[[ TEXT FOR ANALYSIS, beginning ]]

Despite Bennett’s comments, “she hasn’t even reached out to ask the procurement minister to procure safe supply,” said Johns, who added the government needs to look at a model for safe supply that has low barriers for people who need it.
Referencing the government’s work to procure COVID-19 vaccines during the pandemic, Johns asked why it is not doing the same for safe supply.
“It’s because it lacks political will, it’s not their priority, and they lack courage,” he said.
Bennett’s office did not directly respond to a question about whether she and Tassi have been working together to procure a safe supply of opioids.
“The provision of contracts for a safer supply of opioids is primarily a provincial and territorial responsibility,” Bennett’s office said in a recent statement.
Health Canada is currently supporting 17 safer supply projects in British Columbia, Ontario, Quebec, and New Brunswick, for a total investment of more than $63 million, her office said.

[[ TEXT FOR ANALYSIS, end ]]

CHECK YOUR UNDERSTANDING
1 – Rewrite the paragraph of the opioid safe supply excerpt that begins "Health Canada is currently supporting" as a short list of its main facts.
2 – From the opioid safe supply excerpt, extract the passage that begins at the words "Referencing the government’s" and stops after the words "her office said.". Copy it unchanged.

[[ RAW DATA, beginning ]]

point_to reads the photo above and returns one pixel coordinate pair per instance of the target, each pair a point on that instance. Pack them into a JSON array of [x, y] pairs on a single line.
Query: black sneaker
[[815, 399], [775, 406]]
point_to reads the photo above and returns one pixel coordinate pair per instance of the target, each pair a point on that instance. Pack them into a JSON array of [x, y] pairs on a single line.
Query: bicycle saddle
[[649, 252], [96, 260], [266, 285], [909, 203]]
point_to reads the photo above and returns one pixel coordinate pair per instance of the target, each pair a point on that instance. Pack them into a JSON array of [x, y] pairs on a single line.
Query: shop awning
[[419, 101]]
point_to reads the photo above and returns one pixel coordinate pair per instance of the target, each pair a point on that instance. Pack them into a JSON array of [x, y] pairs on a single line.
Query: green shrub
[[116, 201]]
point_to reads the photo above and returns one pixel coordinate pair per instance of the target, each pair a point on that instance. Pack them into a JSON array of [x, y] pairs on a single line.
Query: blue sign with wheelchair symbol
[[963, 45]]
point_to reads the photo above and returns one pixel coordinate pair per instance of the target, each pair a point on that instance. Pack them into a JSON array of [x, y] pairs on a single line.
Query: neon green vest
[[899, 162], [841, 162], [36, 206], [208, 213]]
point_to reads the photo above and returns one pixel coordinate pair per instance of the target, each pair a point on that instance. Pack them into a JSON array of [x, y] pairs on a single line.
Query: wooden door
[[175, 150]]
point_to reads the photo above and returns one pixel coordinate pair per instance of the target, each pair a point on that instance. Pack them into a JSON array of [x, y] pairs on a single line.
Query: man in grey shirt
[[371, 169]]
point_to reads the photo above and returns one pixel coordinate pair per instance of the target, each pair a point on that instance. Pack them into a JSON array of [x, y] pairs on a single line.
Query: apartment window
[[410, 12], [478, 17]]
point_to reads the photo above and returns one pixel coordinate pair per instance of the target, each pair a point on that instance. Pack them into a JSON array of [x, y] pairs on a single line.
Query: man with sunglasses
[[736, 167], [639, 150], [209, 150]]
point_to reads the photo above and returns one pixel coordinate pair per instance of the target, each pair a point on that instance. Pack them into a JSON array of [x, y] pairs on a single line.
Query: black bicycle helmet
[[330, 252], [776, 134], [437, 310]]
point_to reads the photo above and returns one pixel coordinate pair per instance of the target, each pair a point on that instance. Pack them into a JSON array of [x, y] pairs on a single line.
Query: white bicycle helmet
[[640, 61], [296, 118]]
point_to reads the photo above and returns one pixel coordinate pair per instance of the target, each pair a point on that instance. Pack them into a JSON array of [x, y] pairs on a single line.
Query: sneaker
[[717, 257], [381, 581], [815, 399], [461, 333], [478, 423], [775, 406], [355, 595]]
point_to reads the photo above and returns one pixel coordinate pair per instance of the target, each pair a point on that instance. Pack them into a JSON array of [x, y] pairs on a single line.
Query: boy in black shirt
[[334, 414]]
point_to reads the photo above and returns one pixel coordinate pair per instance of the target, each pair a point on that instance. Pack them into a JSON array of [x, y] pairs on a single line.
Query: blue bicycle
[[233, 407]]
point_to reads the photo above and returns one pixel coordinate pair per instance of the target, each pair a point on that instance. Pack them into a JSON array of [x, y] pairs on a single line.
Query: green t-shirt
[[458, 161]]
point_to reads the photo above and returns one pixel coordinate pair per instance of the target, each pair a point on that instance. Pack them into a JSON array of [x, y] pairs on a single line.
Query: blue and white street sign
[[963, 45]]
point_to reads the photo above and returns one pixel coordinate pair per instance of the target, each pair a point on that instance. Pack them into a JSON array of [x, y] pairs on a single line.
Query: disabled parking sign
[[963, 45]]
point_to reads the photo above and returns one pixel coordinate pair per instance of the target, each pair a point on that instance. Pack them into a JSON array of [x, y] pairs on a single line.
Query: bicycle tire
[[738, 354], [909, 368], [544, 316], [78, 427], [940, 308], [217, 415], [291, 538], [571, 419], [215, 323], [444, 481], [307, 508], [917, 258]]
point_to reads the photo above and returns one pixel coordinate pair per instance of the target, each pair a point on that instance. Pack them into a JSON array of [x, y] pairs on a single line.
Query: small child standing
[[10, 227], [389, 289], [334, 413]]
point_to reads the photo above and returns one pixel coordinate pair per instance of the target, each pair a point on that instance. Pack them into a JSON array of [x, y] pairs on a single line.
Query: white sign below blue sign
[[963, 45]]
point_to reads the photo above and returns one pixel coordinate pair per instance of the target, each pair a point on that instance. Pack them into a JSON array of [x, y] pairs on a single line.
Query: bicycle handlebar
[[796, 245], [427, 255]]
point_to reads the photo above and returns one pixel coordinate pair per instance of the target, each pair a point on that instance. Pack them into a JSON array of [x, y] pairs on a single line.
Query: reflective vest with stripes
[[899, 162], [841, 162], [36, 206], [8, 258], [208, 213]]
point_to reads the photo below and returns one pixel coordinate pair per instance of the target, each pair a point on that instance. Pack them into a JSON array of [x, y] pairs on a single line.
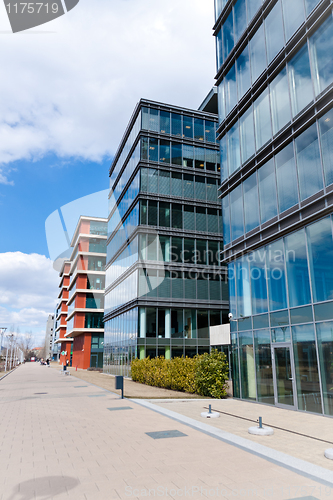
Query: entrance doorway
[[283, 376]]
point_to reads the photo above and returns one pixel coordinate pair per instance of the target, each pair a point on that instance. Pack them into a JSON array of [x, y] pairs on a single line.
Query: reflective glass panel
[[308, 163], [265, 388], [233, 148], [325, 351], [228, 35], [326, 139], [306, 367], [320, 245], [258, 53], [243, 72], [243, 288], [276, 276], [226, 220], [230, 89], [267, 191], [286, 178], [240, 18], [280, 102], [321, 44], [247, 365], [274, 32], [293, 16], [164, 122], [262, 120], [300, 80], [297, 269], [258, 281], [247, 135], [251, 205], [237, 214]]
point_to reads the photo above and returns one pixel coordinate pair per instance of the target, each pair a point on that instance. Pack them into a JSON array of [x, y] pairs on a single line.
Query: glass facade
[[276, 146], [164, 212]]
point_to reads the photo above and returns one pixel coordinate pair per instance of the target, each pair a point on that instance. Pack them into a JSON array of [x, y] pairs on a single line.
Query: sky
[[68, 89]]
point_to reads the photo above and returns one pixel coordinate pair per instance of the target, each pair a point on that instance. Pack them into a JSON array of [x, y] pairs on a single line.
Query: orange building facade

[[ RAW DATA, end ]]

ANSWERS TO THE EXERCISES
1 –
- Health Canada is supporting 17 safer supply projects.
- The projects are in British Columbia, Ontario, Quebec, and New Brunswick.
- The total investment is more than $63 million.
- Bennett's office gave these figures.

2 –
Referencing the government’s work to procure COVID-19 vaccines during the pandemic, Johns asked why it is not doing the same for safe supply.
“It’s because it lacks political will, it’s not their priority, and they lack courage,” he said.
Bennett’s office did not directly respond to a question about whether she and Tassi have been working together to procure a safe supply of opioids.
“The provision of contracts for a safer supply of opioids is primarily a provincial and territorial responsibility,” Bennett’s office said in a recent statement.
Health Canada is currently supporting 17 safer supply projects in British Columbia, Ontario, Quebec, and New Brunswick, for a total investment of more than $63 million, her office said.